## Work to complete
Quote the whole listing verbatim.

— START Information shown —

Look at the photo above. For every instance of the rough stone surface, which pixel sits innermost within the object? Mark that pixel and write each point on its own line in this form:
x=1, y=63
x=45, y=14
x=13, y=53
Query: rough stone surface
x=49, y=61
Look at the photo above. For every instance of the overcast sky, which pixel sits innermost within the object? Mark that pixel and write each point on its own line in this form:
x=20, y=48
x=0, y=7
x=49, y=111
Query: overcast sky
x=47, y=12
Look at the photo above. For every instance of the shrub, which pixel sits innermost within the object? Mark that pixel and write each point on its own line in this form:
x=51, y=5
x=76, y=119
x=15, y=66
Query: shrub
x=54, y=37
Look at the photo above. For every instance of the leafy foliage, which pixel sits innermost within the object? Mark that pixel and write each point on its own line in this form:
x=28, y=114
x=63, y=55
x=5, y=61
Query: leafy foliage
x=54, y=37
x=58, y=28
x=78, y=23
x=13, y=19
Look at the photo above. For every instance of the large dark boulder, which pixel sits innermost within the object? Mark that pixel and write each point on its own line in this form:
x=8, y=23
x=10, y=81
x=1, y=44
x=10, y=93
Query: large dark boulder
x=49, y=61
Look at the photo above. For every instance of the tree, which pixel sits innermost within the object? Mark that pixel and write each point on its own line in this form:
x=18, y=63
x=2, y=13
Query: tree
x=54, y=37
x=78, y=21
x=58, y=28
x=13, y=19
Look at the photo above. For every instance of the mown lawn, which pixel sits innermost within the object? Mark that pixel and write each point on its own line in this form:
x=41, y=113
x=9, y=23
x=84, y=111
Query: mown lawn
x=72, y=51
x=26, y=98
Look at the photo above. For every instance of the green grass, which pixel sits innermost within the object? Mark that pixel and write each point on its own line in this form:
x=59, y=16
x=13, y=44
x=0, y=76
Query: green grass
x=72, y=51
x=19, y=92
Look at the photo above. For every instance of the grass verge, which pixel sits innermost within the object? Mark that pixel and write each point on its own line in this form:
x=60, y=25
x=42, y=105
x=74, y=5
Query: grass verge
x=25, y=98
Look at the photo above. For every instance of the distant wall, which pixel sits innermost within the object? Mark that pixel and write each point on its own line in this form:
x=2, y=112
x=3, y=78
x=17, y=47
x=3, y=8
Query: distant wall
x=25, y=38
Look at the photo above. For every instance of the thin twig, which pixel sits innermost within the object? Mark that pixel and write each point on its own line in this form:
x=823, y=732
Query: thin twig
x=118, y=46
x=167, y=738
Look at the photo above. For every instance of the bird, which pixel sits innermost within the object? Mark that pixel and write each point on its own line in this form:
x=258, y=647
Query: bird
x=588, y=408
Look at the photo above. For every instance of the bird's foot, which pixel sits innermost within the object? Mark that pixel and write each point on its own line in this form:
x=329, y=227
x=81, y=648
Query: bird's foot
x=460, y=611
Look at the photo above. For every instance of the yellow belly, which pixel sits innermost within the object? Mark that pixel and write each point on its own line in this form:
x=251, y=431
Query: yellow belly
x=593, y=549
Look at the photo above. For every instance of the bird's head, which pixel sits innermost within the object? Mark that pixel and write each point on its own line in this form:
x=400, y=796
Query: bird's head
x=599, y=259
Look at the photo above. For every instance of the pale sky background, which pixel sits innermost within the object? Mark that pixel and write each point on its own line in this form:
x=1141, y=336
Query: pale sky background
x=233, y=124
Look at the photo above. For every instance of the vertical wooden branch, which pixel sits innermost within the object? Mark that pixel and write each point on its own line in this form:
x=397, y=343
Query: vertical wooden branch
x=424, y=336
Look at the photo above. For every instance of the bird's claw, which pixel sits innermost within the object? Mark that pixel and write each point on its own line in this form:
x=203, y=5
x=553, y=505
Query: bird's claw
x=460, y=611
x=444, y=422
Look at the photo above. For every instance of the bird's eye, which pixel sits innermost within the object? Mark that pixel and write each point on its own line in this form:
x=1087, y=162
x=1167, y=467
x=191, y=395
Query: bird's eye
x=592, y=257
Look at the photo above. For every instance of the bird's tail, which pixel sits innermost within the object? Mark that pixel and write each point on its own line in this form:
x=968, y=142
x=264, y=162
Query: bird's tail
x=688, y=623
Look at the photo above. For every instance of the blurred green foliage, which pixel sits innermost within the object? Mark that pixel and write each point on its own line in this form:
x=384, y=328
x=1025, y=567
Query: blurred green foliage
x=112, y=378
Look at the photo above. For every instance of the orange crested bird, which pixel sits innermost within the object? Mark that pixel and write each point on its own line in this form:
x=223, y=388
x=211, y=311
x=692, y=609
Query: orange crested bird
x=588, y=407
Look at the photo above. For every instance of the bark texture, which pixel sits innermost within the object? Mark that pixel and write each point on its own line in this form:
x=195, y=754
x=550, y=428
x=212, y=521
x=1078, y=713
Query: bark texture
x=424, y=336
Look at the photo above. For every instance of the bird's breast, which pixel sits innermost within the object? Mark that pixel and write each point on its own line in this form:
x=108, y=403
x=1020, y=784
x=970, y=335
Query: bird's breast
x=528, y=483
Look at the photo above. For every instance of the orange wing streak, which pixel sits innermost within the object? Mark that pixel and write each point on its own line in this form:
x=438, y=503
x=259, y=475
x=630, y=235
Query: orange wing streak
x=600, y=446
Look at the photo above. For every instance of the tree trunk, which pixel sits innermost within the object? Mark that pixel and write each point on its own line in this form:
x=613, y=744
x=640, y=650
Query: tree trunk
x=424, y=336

— END Information shown —

## Solution for this exercise
Look at the photo above. For every instance of the rough stone surface, which pixel sits innermost within the object? Mark that pixel and write each point on its own line in this form:
x=1, y=63
x=45, y=14
x=13, y=53
Query: rough stone surface
x=49, y=61
Look at the photo above. For every instance of the overcast sky, which pixel sits innermost within the object? Mark that pixel and write each point on its own line in this form:
x=20, y=48
x=0, y=7
x=49, y=111
Query: overcast sky
x=47, y=12
Look at the photo above. For every instance of the shrub, which pixel sits innermost within the object? Mark that pixel and write each point on its own line in this form:
x=51, y=5
x=76, y=119
x=15, y=66
Query: shrub
x=54, y=37
Look at the photo above. For every instance of the leafy foliage, which pixel sits innermost within the object? Mark that pixel and write each point on its own line in this form:
x=28, y=114
x=63, y=55
x=5, y=61
Query: leafy foliage
x=54, y=37
x=58, y=28
x=78, y=23
x=13, y=19
Look at the photo above. For every instance of the large dark boulder, which pixel sits innermost within the object? Mark that pixel and write each point on its own line in this form:
x=8, y=23
x=10, y=81
x=1, y=44
x=10, y=93
Query: large dark boulder
x=49, y=61
Look at the photo above. For every instance of the tree, which pixel sits innermost within the object? Mark that pixel and write each point on its own line in this form:
x=18, y=63
x=2, y=13
Query: tree
x=54, y=37
x=78, y=21
x=58, y=28
x=13, y=19
Look at the photo above. For every instance of the mown lawn, which pixel sits innermost within the object? Mark that pixel and write each point on its own line in this form:
x=41, y=113
x=9, y=23
x=84, y=111
Query: mown lawn
x=72, y=51
x=26, y=98
Look at the photo above. For every instance of the green grass, which pixel sits innermost within the object? Mark that pixel and write each point on its own line in this form:
x=59, y=16
x=13, y=44
x=0, y=76
Query: green grass
x=72, y=51
x=19, y=92
Look at the photo above. For every instance of the grass verge, which pixel sits innermost within the object? Mark that pixel and write each point on its own line in this form:
x=60, y=25
x=42, y=105
x=74, y=5
Query: grass verge
x=25, y=98
Look at the photo above. For every instance of the distant wall, which pixel sits innermost within the object? Mark that pixel and write each point on its own line in this form:
x=2, y=112
x=3, y=78
x=17, y=47
x=3, y=8
Query: distant wall
x=25, y=38
Look at the photo above. For every instance of the thin twig, which pixel sits innermost within the object? Mark that pixel and write each point on its own line in this form:
x=823, y=732
Query: thin twig
x=118, y=46
x=167, y=738
Look at the photo above. For every instance of the bird, which pixel sits innermost within the object? Mark that pixel and write each point on its own line in this form:
x=258, y=647
Query: bird
x=588, y=408
Look at the photo above. For every instance of the bird's foot, which pixel sits innermost within the object? Mark that pixel and write each point on its own line in this form:
x=329, y=227
x=81, y=648
Query: bird's foot
x=460, y=611
Look at the photo above. For every instance of the yellow belly, which pixel sits innermost within the object? Mark that pixel and write each point on its own line in this form:
x=251, y=431
Query: yellow belly
x=593, y=549
Look at the photo above. For every instance of the bird's head, which pixel sits innermost within the object? Mark that pixel and write each point on its own line in this form:
x=400, y=796
Query: bird's head
x=599, y=259
Look at the photo above. For every instance of the pale sky background, which pixel sits innermost within the object? Mark that pixel and write each point on its own line in this form:
x=1141, y=336
Query: pale sky background
x=233, y=124
Look at the photo above. For every instance of the vertical wooden branch, which pixel sits innermost within the object? Mark that pixel and write each point on its own line in this form:
x=397, y=343
Query: vertical wooden branch
x=424, y=336
Look at the photo above. For every instance of the bird's claw, which pixel sits innermost within the object? Mark that pixel and write each point on its own line in this form:
x=203, y=5
x=553, y=505
Query: bird's claw
x=460, y=611
x=444, y=422
Look at the photo above. For every instance of the bird's eye, which pixel sits innermost within the object? Mark that pixel and write each point on its own line in this form:
x=1087, y=162
x=1167, y=467
x=191, y=395
Query: bird's eye
x=592, y=257
Look at the photo above. For every instance of the bird's tail, which pixel sits innermost within the object? Mark that pixel and write each point on its own line in this form:
x=968, y=142
x=264, y=162
Query: bird's tail
x=688, y=623
Look at the photo above. For every instance of the blurred green foliage, which pixel sits innermost within the object? Mark that pixel and write each point on its own line in this form:
x=384, y=328
x=1025, y=567
Query: blurred green foliage
x=112, y=378
Look at the photo above. For every instance of the orange crested bird, which pixel sits innermost within the object? Mark that pixel and write each point on its own line in this form:
x=223, y=388
x=211, y=311
x=692, y=609
Query: orange crested bird
x=588, y=407
Look at the photo above. For every instance of the bark texture, which pixel sits innermost within the object? Mark that pixel and write each point on its own line in this form:
x=195, y=754
x=550, y=428
x=212, y=521
x=1078, y=713
Query: bark texture
x=424, y=336
Look at the photo above. For every instance of the bird's breast, which pixel sits innermost within the object? Mark that pixel and write each point on its own line in this form:
x=108, y=403
x=1020, y=784
x=970, y=335
Query: bird's breast
x=528, y=483
Look at the photo above. For every instance of the orange wing streak, which pixel sits innermost within the object? Mark that pixel and write each point on its own line in this form:
x=438, y=503
x=259, y=475
x=630, y=235
Query: orange wing streak
x=600, y=446
Look at the photo above. For every instance of the tree trunk, which pixel sits innermost within the object? Mark that pixel and write each point on its own line in this form:
x=613, y=744
x=640, y=650
Query: tree trunk
x=424, y=336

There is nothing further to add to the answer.